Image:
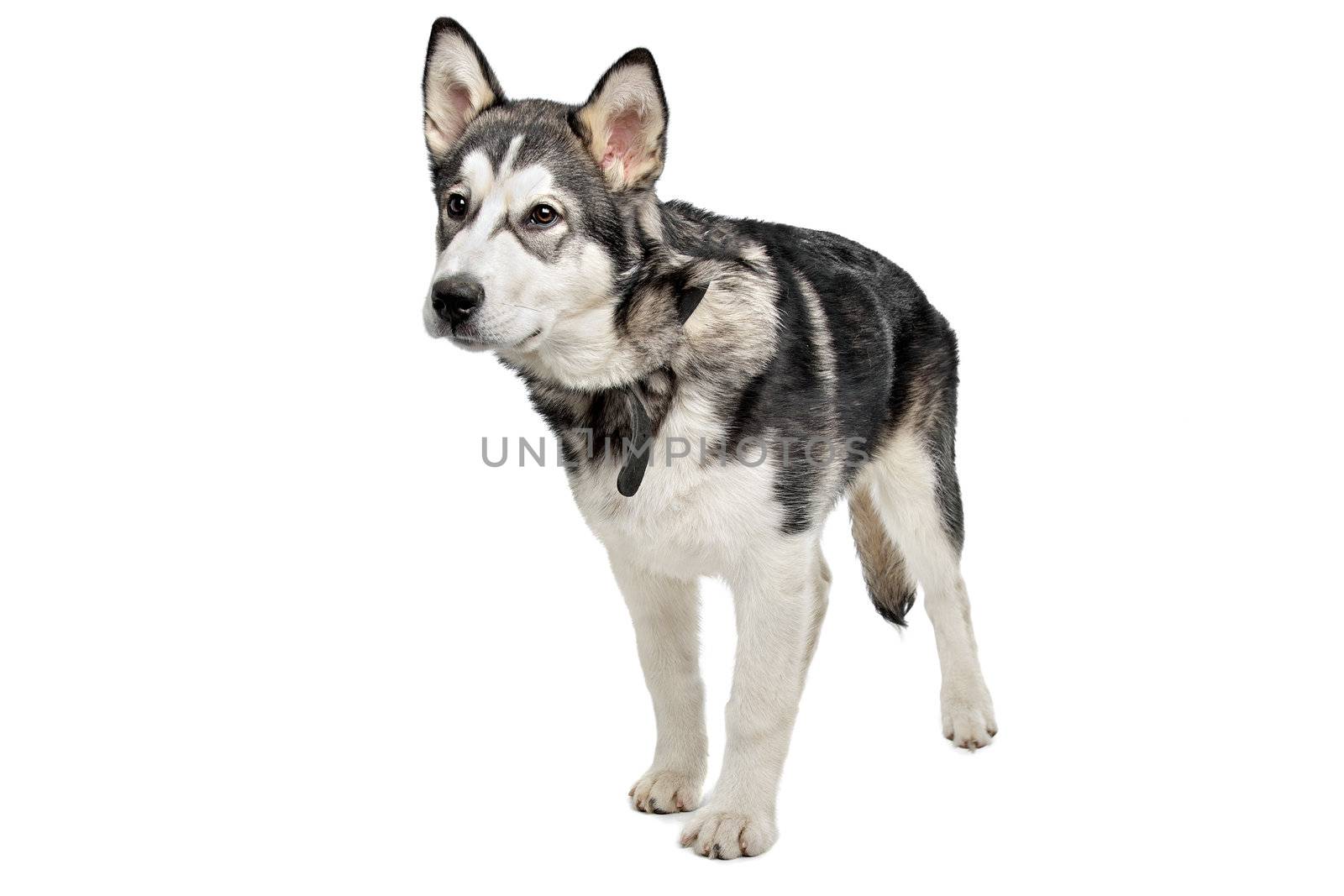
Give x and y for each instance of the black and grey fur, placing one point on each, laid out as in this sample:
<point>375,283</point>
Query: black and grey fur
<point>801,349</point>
..........
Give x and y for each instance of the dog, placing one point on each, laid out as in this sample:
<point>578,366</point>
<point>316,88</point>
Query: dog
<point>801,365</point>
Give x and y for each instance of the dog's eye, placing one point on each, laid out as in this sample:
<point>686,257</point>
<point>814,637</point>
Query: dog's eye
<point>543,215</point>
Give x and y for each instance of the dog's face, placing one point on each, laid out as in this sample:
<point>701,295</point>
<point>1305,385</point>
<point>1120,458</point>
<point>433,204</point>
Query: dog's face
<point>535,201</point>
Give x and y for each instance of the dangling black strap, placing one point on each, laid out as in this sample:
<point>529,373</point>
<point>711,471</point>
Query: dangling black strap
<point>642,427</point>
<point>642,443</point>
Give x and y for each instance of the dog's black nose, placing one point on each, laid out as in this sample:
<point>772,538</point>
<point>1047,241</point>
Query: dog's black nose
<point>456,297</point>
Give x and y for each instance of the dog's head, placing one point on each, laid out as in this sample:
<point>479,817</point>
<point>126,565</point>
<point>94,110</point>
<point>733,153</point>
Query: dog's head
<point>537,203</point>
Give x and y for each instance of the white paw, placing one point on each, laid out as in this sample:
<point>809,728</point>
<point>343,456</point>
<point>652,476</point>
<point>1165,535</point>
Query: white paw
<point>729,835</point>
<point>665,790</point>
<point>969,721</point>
..........
● **Problem to solve**:
What lines hold the string "sample"? Pick them out of the data.

● **Result for this exercise**:
Give x and y for each instance of the black and grey fur, placing one point on each, laid out as in this sample:
Give x and y for each instance of the dog, placing one point on each, laid out as in this sample:
Give x and y for each instance of the dog's eye, placing one point on each, laid out as in this sample:
Give x and y for each instance of the dog's face, placing one point on each, laid out as in this sample:
Give x and y for each instance of the dangling black strap, placing one point on each, laid out as in this sample:
Give x and y for each instance of the dog's black nose, placing one point on each, laid out as in this sample:
Give x and y for each instance of the dog's head, placing one point on each, laid out as in this sample:
Give x and y for each instance of the white paw, placing one point on each, laid out as in this sample:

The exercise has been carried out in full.